_Text for analysis:_
*** Begin section ***
Narrative approaches to the consultation offer an elegant and compelling way to harness the power of storytelling. Allowing and encouraging a patient to tell their story can offer unheralded insight and lead to particularly satisfying consultations for both patient and clinician. New neuroscientific research not only helps explain why, but also suggests ways in which we might communicate even better. Functional MRI scans demonstrate that, when we hear a story, more areas of our brain are active than when hearing facts or simple instructions. Crucially, this includes areas engaged with working memory such as the hippocampus, thus, stories are both more engaging and memorable.
THE HORMONE OF TRUST
MRI studies at the Hasson Lab in Princeton1,2 have revealed that, during storytelling, the speaker’s and listener’s brains exhibit joint, temporally coupled response patterns. Information and data are essentially being transferred directly from one brain to another.3 This ‘neural coupling’ diminishes in the absence of a narrative, for instance, when listening to an unintelligible language — medical jargon perhaps? By telling patients stories we have the means to more effectively transfer information and to improve retention of this information.
On a neurochemical level the neuropeptide oxytocin (OT) is strongly associated with a feeling of empathy, while the adrenocorticotropic hormone (ACTH) is the hormone of attention and distress.4 Participants watching a 100-second fundraising video for a children’s hospital demonstrated a 47% increase in serum oxytocin.5 Oxytocin is the hormone of generosity, bonding, and trust — it makes us feel human, it makes us care, and, as we will see later, it also helps us agree.
An ingenious study in Harvard6 recruited 42 volunteers and asked them to watch the same 59-second UK Public Service Announcement (PSA) about the dangers of smoking. Each was then given $40 and invited to donate a proportion of this to an anti-smoking charity. The participants had blood taken before and after the film to measure ACTH and OT levels. The results showed that when the film generated an increase in both ACTH and OT there was a 261% increase in the amount donated. They demonstrated this effect further by giving a dose of either intranasal oxytocin or placebo to a further 40 volunteers. After watching 16 further PSAs, those who had received oxytocin donated to 57% more causes, 56% more money, and reported 17% more concern for those in the advertisements.
TELLING A STORY
Advertisers and charities utilise this already, but could we too when recommending a treatment we feel is important? A statin perhaps, or an antihypertensive medication to be taken for the rest of a patient’s life? Perhaps the ability to generate ACTH and OT during the consultation are of even greater importance than the application of the latest risk calculator. This might help explain why patients decide whether to agree to a management plan, and why information from a trusted GP rather than an unfamiliar specialist is so valued.
So why don’t we try to generate ACTH and OT by packaging our information as a narrative? Why not tell patients the tale of diverticulosis? I suspect most of us start by describing little swellings on the bowel. You may even draw a picture. But this is the end of the story and not particularly memorable.
Stories need a beginning, middle, and end. Let us explain how food first gets broken down into liquid mush and in the large bowel becomes increasingly solid as water is reabsorbed. As this matter is squeezed down the colon and the bowel isn’t so muscular or elastic, or if the faeces gets too hard, it pushes out little pouches called ‘diverticula’. These can be sore, get infected, inflamed, or even bleed. This is why it is so important to keep our faeces nice and soft by eating enough fibre and drinking enough water. My suspicion is that such a narrative will generate more ACTH and OT, and increase understanding of the diagnosis and concordance with the management plan.
*** End section ***
_Problems and tasks:_
• A. Translate the sentence "Stories need a beginning, middle, and end." from the text on narrative consultations into Spanish.
• B. Rewrite the text on narrative consultations between "TELLING A STORY" and "is so valued.", inclusive, with "risk calculator" changed to "clinical guideline".

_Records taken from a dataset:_
*** Begin section ***
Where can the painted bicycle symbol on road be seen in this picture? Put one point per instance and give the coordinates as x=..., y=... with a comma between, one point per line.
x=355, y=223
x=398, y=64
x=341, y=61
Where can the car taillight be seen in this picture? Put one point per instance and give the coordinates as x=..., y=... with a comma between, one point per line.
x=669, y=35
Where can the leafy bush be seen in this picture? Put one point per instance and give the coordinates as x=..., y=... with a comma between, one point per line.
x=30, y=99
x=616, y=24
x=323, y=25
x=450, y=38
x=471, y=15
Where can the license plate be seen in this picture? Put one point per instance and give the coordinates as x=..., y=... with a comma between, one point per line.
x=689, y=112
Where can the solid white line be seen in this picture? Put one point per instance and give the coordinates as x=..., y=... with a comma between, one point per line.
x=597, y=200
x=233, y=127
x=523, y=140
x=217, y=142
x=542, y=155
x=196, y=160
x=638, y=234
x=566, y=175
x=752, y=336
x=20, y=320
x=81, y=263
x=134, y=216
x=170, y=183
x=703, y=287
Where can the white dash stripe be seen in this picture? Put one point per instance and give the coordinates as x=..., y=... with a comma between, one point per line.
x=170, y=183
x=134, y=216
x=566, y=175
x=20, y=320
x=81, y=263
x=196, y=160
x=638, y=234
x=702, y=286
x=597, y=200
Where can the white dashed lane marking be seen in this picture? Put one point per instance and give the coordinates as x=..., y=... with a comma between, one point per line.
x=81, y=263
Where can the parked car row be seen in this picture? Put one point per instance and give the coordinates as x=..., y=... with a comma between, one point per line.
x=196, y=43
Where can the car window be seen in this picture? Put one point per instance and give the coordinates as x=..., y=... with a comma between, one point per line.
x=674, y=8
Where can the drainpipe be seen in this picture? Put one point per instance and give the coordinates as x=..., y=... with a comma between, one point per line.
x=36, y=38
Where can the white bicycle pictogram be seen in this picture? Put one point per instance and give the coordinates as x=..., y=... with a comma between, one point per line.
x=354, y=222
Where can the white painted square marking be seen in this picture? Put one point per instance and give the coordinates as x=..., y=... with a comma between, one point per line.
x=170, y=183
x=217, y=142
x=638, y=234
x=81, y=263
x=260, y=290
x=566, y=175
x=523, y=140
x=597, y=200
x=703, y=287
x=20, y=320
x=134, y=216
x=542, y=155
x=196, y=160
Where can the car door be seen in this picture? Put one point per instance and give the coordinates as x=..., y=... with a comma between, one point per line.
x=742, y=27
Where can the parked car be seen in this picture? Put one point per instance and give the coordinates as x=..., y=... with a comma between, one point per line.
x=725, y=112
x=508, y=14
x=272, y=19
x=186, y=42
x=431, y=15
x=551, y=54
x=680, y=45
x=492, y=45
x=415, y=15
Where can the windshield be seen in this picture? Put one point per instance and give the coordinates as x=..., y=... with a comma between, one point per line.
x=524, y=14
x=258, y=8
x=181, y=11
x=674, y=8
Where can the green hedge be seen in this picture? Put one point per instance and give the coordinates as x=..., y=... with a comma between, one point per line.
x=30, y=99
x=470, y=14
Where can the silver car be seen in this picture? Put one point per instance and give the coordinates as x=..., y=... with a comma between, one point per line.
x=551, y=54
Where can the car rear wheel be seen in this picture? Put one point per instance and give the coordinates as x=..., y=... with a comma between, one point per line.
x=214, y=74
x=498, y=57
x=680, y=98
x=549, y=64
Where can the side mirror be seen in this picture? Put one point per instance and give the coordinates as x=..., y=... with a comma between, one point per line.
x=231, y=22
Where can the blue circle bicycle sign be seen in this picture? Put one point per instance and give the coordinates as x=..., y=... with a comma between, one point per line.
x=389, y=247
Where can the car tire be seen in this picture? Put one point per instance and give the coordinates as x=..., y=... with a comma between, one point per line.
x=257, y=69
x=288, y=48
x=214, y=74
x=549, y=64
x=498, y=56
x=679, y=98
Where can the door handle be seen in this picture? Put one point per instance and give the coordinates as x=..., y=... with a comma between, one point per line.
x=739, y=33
*** End section ***
_Written responses:_
• A. Las historias necesitan un principio, un desarrollo y un final.

• B.
TELLING A STORY
Advertisers and charities utilise this already, but could we too when recommending a treatment we feel is important? A statin perhaps, or an antihypertensive medication to be taken for the rest of a patient’s life? Perhaps the ability to generate ACTH and OT during the consultation are of even greater importance than the application of the latest clinical guideline. This might help explain why patients decide whether to agree to a management plan, and why information from a trusted GP rather than an unfamiliar specialist is so valued.